Data extract section start

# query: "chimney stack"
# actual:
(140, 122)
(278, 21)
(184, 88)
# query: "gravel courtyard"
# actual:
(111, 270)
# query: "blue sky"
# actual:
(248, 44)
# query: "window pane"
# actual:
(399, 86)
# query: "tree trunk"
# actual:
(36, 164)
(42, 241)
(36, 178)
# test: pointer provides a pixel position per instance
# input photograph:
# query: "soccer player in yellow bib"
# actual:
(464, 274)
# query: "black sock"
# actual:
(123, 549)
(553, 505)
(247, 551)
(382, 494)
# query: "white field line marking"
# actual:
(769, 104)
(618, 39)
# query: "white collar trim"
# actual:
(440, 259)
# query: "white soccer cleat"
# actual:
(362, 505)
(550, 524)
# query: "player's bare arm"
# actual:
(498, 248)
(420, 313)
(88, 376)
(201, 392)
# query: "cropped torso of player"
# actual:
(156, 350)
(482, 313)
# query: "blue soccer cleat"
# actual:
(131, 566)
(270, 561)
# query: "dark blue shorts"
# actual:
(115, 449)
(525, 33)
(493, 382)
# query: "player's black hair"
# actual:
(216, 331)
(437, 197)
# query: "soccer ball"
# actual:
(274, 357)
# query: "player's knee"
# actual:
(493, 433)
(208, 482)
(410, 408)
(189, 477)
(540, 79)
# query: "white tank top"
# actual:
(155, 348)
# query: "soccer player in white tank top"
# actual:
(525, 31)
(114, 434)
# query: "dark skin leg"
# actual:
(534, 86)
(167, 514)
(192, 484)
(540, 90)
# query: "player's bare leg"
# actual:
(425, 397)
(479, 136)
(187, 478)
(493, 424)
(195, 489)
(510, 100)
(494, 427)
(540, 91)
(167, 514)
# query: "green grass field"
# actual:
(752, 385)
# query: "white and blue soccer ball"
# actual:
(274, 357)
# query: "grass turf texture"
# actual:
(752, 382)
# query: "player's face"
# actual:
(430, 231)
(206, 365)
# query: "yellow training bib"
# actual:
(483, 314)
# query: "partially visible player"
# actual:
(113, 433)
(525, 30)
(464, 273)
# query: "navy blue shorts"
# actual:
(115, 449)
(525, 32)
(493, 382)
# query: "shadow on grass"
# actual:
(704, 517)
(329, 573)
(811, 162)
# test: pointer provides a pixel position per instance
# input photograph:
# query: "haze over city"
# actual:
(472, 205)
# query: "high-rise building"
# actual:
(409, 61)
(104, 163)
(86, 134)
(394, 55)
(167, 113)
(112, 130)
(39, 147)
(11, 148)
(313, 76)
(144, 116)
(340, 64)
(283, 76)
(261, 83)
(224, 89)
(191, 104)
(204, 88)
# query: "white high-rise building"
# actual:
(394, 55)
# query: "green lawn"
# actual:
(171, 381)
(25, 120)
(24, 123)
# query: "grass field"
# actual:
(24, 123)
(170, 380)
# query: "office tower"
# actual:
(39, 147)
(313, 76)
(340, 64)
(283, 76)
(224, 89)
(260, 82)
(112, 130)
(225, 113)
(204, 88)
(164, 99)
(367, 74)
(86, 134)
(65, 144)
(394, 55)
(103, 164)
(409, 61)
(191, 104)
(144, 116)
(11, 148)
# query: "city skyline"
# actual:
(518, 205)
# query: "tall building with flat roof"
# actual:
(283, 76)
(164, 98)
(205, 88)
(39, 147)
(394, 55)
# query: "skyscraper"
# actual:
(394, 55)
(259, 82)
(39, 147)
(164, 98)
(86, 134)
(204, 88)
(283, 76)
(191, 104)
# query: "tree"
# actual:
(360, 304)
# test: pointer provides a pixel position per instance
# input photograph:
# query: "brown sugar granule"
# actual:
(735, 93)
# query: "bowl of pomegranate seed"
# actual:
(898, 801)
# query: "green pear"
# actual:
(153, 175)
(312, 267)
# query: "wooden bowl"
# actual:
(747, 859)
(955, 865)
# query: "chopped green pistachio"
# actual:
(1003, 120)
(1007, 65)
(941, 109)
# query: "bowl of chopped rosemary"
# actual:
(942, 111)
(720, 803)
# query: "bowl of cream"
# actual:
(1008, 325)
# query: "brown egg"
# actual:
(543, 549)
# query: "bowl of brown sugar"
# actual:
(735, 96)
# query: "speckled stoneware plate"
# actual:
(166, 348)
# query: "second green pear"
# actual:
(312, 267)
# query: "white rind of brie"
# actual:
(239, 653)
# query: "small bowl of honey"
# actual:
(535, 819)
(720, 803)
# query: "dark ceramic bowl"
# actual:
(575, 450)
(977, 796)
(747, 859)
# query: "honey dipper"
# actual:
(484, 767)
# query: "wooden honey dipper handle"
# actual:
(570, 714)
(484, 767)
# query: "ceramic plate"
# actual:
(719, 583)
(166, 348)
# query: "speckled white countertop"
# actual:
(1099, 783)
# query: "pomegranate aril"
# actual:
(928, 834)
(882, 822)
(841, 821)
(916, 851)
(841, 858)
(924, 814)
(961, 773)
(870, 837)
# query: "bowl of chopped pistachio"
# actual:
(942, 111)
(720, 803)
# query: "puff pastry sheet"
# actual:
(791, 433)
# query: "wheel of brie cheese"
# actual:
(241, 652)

Data extract section end

Aim of the task: Which lines of the records above contain the word "ceramic"? Report each one in full.

Result of this task:
# query: "dark ceramic bowl"
# query: "ceramic plate"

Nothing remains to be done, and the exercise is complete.